Quoted text.
------------------------------------------------

FEDERAL MINE SAFETY AND HEALTH REVIEW COMMISSION

 

OFFICE OF ADMINISTRATIVE LAW JUDGES

1331 PENNSYLVANIA AVE., N.W., SUITE 520N

WASHINGTON, DC 20004-1710

TELEPHONE: 202-434-9900 / FAX: 202-434-9949

 

September 10, 2015

SECRETARY OF LABOR, MSHA,

  on behalf of MATTHEW G. TOTTEN,

                           Complainant,

 

                        v.

 

TK MINING SERVICES, LLC, and

  THE MARSHALL COUNTY COAL

  COMPANY,

                           Respondents.

 

SECRETARY OF LABOR, MSHA,

  on behalf of JOSEPH A. WHIPKEY,

                           Complainant,

 

                        v.

 

TK MINING SERVICES, LLC, and

  THE MARSHALL COUNTY COAL

  COMPANY,

                           Respondents.

 

 

TEMPORARY REINSTATEMENT PROCEEDINGS

 

Docket No. WEVA 2015-101-D

MORG-CD-2014-22

 

 

 

 

 

 

Docket No. WEVA 2015-102-D

MORG-CD-2014-25

 

 

 

 

Mine ID: 46-01437

Contractor ID: K393

Mine: McElroy Mine

 

           

ORDER DENYING MOTION TO DISSOLVE

 

Before:                        Judge Rae

 

            This matter is before me upon two applications for temporary reinstatement filed by the Secretary of Labor on behalf of Matthew G. Totten and Joseph A. Whipkey (“the Complainants”) pursuant to section 105(c)(2) of the Federal Mine Safety and Health Act of 1977 (the Mine Act), 30 U.S.C. § 815(c)(2).

 

Background

 

The Complainants were formerly employed by TK Mining Services, LLC (“TK”), a contractor that provided services to mine operator The Marshall County Coal Company (“Marshall”). The Complainants were discharged on August 18, 2014. They filed discrimination complaints against both Respondents under the Mine Act on October 28, 2014. On November 18, 2014, I determined that the Complainants’ underlying discrimination complaints were “not frivolously brought” and ordered the Respondents to temporarily reinstate the Complainants effective the date they were discharged. On December 17, 2014, I approved the parties’ agreements for economic reinstatement whereby Marshall agreed to provide payments to TK beginning November 18, 2014, and TK would then process the payments and distribute them to the Complainants. A hearing on the merits of the underlying discrimination claims is set to go forward in November 2015.

 

In March 2015, Marshall filed a motion requesting dissolution of the temporary reinstatement and settlement orders on the grounds that its parent company, Murray American Energy, had discontinued all business with TK as of December 5, 2014. Marshall submitted an affidavit from mine superintendent Eric Lipinski, who is alleged to have been involved in the Complainants’ discharge, attesting that the decision to discontinue business with TK was unrelated to the discrimination complaints.

 

The Secretary opposed Marshall’s motion and requested an opportunity to conduct discovery to address it. I granted that request. Marshall has now renewed its motion.

------------------------------------------------

Photo-based point labeling records:
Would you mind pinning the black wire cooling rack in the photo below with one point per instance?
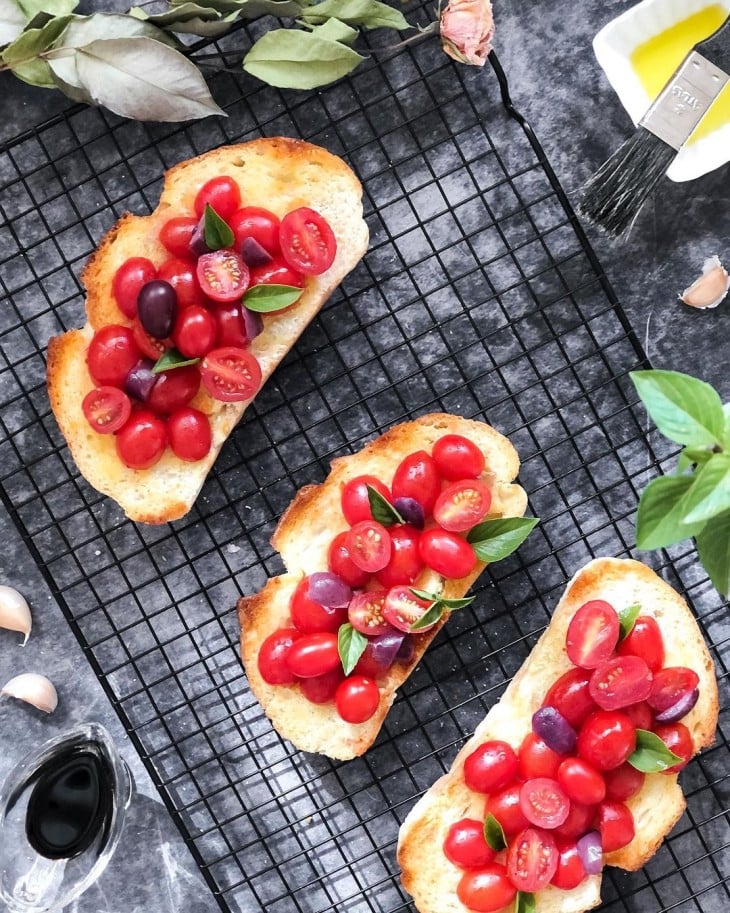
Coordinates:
(479, 295)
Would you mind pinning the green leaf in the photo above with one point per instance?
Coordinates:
(267, 298)
(351, 645)
(170, 359)
(713, 545)
(651, 755)
(291, 59)
(658, 519)
(493, 833)
(495, 539)
(685, 409)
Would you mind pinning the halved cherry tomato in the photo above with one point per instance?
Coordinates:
(592, 634)
(230, 375)
(222, 274)
(532, 860)
(308, 244)
(106, 409)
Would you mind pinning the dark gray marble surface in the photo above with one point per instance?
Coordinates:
(556, 82)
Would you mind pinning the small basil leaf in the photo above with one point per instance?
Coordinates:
(651, 755)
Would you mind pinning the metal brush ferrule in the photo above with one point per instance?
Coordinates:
(684, 100)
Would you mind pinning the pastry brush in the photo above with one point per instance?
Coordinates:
(616, 192)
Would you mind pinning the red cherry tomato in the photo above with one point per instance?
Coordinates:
(486, 889)
(490, 767)
(446, 553)
(272, 657)
(111, 355)
(195, 331)
(466, 846)
(606, 739)
(142, 441)
(308, 244)
(570, 695)
(581, 782)
(417, 477)
(230, 375)
(644, 640)
(313, 654)
(257, 223)
(189, 433)
(532, 860)
(592, 634)
(106, 409)
(357, 699)
(222, 193)
(462, 505)
(616, 824)
(128, 280)
(457, 457)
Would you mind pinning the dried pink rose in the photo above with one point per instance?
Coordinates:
(467, 29)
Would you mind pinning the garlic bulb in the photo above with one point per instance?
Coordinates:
(33, 688)
(14, 612)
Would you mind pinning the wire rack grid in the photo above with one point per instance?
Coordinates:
(479, 295)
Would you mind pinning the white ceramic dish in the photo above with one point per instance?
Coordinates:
(613, 47)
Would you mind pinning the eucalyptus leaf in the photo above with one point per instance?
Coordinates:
(291, 59)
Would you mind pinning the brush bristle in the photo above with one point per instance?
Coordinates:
(617, 191)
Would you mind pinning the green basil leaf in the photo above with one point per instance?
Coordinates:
(495, 539)
(651, 755)
(685, 409)
(267, 298)
(493, 833)
(351, 646)
(170, 359)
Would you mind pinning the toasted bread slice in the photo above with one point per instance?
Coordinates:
(426, 872)
(279, 174)
(303, 537)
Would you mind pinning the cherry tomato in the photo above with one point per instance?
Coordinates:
(272, 657)
(189, 434)
(128, 280)
(257, 223)
(106, 409)
(417, 477)
(581, 782)
(537, 759)
(340, 563)
(308, 244)
(644, 640)
(175, 236)
(457, 457)
(616, 824)
(606, 739)
(357, 699)
(111, 355)
(313, 654)
(446, 553)
(466, 846)
(174, 389)
(486, 889)
(592, 634)
(620, 681)
(195, 331)
(532, 860)
(490, 767)
(404, 564)
(142, 441)
(230, 375)
(570, 695)
(222, 193)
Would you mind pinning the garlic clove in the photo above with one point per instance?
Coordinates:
(34, 689)
(14, 612)
(711, 288)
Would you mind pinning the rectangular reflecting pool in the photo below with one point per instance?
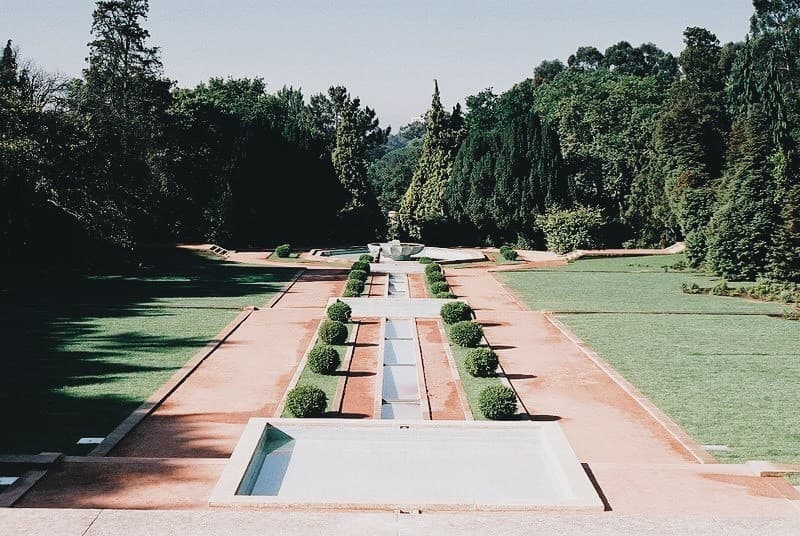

------------------------------------------------

Work to do.
a. According to the reinstatement order, on what date were the Complainants discharged?
b. List every person named in the reinstatement order.
c. Pick up the reinstatement order from the point where it stops.

Answers to each task.
a. August 18, 2014

b. Matthew G. Totten, Joseph A. Whipkey, Eric Lipinski, Judge Rae

c.
Parties’ Positions

 

In support of the renewed motion to dissolve, Marshall has submitted an affidavit from another superintendent, Eric Koontz, attesting that the reason Murray American Energy decided to discontinue business with TK was because it wanted to switch to a less expensive contractor with whom it had a longstanding business relationship. Koontz attests that this decision affected more than one hundred contract workers at five different mines and was not based upon the Complainants’ discrimination complaints. Accordingly, Marshall argues that its temporary reinstatement obligation should be tolled because irrespective of their discrimination complaints, the Complainants would have stopped receiving wages from work at Marshall’s mine as of December 5, 2014.  

 

            The Secretary responds that Marshall’s motion should be denied because Marshall’s decision to terminate its contract with TK was potentially a discriminatory act. In support of this contention, the Secretary points to evidence that Marshall displayed hostility toward the protected activity alleged by the Complainants and asserts there is a coincidence in time between the filing of the temporary reinstatement complaints and Marshall’s decision to terminate its contract with TK. Alternatively, the Secretary argues that more discovery is needed.

 

            TK has not responded to Marshall’s motion.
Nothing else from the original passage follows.